_Prompt_
Rewrite the rows from the start of the collected data through the line containing "[0,0,640,425]", increasing every box coordinate in the outputs by 17 and keeping each request line as it is.

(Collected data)
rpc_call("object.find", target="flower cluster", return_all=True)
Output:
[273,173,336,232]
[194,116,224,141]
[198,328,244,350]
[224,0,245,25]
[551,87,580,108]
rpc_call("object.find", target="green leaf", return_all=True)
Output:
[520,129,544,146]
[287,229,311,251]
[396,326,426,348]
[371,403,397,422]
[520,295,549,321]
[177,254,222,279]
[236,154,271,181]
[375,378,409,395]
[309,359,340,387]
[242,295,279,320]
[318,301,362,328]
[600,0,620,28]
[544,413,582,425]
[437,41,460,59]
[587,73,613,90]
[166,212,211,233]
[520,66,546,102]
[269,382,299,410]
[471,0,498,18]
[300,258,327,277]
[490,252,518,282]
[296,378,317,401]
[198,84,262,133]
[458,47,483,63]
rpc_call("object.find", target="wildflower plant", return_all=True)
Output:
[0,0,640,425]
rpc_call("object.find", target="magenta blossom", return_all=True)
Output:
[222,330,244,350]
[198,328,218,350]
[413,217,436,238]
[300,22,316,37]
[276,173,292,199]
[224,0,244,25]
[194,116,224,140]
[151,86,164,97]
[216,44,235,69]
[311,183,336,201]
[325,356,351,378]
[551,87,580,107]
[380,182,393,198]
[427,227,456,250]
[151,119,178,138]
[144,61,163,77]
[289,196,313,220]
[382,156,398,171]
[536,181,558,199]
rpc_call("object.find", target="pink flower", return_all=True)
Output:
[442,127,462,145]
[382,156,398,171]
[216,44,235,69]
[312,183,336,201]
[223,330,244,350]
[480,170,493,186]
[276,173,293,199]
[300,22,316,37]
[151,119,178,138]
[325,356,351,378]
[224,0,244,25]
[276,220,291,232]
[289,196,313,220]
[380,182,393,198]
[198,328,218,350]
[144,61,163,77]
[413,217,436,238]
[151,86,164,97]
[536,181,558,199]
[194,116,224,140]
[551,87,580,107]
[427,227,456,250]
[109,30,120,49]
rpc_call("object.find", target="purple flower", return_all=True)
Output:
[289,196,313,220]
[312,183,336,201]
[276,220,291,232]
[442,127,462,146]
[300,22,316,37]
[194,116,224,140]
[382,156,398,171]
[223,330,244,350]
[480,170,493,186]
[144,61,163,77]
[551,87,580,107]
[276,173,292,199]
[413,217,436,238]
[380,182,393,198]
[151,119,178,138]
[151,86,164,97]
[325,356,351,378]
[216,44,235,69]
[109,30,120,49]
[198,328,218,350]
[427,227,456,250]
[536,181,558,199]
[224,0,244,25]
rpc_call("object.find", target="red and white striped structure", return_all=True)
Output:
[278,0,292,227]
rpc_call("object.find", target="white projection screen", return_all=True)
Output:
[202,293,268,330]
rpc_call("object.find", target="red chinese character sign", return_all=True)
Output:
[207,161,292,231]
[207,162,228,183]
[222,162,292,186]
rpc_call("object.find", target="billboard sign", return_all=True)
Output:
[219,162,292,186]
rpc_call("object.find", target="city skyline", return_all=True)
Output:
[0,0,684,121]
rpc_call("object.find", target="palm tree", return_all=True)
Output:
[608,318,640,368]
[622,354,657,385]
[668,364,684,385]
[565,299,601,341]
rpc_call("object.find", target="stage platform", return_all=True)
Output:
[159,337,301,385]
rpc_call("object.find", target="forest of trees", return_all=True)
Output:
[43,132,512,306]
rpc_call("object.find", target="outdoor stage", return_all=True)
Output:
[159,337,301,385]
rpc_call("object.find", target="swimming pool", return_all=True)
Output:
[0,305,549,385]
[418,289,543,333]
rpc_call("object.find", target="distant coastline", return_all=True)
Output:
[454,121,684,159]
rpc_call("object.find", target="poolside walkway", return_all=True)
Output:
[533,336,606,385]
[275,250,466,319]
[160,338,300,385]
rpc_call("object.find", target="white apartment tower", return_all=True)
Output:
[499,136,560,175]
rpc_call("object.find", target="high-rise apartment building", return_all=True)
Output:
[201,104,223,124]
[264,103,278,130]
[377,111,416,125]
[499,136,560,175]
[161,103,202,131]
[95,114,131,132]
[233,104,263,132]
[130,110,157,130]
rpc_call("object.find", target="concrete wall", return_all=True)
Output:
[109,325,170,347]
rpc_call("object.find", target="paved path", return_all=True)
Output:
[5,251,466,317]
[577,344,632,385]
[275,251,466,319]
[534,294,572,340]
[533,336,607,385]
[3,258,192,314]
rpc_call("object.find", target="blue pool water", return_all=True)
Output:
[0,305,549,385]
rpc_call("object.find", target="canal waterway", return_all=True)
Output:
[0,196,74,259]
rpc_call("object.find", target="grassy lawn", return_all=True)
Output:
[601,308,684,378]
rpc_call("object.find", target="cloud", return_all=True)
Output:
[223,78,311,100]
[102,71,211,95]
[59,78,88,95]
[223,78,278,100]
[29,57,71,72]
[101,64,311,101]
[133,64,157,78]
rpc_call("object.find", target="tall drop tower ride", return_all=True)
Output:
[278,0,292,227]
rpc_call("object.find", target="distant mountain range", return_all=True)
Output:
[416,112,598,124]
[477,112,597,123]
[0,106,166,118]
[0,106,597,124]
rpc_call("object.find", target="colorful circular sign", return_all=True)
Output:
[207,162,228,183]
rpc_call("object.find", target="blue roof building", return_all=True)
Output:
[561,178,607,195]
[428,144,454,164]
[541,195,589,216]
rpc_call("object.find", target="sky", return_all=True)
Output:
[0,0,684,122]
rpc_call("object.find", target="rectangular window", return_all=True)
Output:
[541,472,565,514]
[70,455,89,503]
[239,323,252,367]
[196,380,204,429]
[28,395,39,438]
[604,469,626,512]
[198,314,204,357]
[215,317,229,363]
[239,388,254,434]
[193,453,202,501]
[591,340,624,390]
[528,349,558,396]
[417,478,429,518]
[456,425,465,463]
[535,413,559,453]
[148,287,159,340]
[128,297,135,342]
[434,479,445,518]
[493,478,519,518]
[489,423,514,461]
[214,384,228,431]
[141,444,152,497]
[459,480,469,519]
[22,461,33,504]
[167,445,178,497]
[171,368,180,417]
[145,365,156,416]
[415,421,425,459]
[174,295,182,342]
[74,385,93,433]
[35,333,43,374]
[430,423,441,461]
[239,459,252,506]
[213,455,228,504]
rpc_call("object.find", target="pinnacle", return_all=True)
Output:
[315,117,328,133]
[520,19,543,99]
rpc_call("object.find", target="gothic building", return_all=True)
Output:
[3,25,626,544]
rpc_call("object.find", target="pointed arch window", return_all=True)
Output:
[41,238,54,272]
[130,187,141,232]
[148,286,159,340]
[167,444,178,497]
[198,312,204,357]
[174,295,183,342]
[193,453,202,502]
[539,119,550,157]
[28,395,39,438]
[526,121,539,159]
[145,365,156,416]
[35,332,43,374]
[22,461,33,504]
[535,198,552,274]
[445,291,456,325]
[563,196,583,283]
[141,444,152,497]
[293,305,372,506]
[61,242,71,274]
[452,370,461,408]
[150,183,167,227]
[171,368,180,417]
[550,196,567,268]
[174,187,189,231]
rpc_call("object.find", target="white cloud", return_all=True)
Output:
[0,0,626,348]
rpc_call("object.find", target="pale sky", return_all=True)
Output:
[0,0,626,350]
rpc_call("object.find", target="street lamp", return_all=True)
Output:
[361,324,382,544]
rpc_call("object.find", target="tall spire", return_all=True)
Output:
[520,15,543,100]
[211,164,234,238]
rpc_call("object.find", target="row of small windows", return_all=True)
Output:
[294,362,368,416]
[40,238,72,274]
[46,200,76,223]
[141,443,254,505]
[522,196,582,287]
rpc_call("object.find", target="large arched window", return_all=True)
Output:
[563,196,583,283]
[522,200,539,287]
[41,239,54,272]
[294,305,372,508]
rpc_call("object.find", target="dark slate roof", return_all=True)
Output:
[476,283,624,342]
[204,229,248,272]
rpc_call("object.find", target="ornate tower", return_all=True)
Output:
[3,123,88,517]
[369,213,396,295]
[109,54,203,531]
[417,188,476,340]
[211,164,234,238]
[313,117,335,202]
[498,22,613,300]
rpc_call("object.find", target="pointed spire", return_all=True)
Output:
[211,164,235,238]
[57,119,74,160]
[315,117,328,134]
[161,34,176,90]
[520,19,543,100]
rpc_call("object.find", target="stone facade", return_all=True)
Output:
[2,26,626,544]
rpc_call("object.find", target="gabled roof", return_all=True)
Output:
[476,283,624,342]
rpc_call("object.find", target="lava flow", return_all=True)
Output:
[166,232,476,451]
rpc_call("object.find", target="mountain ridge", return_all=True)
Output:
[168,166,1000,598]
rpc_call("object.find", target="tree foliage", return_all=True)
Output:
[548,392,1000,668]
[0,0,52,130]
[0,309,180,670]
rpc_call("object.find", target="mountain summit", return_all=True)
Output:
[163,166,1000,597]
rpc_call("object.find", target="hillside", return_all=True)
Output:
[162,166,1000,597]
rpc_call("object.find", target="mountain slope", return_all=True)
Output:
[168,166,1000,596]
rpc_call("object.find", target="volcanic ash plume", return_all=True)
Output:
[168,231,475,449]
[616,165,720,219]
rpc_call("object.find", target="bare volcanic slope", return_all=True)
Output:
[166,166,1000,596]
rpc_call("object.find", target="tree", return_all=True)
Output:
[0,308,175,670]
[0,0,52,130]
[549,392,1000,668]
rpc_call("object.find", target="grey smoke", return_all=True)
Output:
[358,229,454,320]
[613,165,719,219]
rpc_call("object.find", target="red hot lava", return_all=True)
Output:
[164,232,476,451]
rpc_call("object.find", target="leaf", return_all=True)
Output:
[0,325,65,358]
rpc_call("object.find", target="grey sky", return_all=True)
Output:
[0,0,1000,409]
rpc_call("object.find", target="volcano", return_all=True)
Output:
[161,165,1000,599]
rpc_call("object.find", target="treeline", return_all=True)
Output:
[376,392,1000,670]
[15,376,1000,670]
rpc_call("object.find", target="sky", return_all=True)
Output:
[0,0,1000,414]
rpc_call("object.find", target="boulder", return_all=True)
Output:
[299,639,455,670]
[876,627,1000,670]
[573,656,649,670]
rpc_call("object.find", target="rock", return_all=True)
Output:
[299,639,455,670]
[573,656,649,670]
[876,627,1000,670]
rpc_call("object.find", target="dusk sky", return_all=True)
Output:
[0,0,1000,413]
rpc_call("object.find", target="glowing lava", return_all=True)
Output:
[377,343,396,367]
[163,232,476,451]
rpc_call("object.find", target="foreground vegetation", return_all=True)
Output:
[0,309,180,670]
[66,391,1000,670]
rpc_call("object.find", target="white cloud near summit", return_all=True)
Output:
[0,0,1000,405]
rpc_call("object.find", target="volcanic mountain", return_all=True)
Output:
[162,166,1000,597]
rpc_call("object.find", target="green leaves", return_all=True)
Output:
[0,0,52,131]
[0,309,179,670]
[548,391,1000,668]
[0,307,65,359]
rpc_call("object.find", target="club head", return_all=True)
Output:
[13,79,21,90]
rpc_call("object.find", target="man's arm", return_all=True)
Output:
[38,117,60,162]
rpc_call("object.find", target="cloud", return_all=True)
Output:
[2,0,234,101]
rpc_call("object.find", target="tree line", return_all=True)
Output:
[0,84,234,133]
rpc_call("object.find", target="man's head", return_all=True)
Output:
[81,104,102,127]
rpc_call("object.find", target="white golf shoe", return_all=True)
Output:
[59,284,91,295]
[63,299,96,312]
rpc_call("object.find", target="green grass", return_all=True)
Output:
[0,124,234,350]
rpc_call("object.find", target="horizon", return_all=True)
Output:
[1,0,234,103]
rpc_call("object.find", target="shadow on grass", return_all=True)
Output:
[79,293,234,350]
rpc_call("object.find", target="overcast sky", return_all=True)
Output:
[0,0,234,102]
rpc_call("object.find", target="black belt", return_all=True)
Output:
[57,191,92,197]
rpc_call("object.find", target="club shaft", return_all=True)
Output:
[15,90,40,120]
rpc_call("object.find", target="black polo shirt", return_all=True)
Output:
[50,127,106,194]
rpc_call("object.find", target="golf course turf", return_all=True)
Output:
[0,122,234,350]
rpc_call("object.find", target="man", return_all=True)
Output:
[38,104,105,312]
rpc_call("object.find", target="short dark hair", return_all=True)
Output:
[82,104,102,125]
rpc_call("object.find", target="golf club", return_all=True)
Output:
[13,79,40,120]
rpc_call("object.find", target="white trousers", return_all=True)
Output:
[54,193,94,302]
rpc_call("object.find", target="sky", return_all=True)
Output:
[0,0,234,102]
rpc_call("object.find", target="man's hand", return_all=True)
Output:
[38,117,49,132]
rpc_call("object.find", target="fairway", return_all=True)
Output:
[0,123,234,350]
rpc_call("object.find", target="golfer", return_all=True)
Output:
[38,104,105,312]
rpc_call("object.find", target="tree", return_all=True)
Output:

_Task solution_
rpc_call("object.find", target="flower cluster", return_all=True)
Output:
[290,190,353,249]
[211,133,241,158]
[215,345,261,367]
[241,17,262,42]
[568,104,597,125]
rpc_call("object.find", target="green leaf", return_all=True)
Output:
[537,146,561,163]
[304,246,328,268]
[413,343,443,365]
[388,420,414,439]
[537,312,566,338]
[194,271,239,296]
[253,171,288,198]
[392,395,426,412]
[326,376,357,404]
[259,312,296,337]
[335,318,379,345]
[617,17,637,45]
[561,430,599,442]
[454,58,477,76]
[604,90,630,107]
[183,229,228,250]
[537,83,563,119]
[286,399,316,427]
[488,17,515,35]
[317,275,344,294]
[507,269,535,299]
[313,395,334,418]
[215,101,279,150]
[475,64,500,80]
rpc_call("object.find", target="wildflower plant", return_all=True)
Output:
[17,17,657,442]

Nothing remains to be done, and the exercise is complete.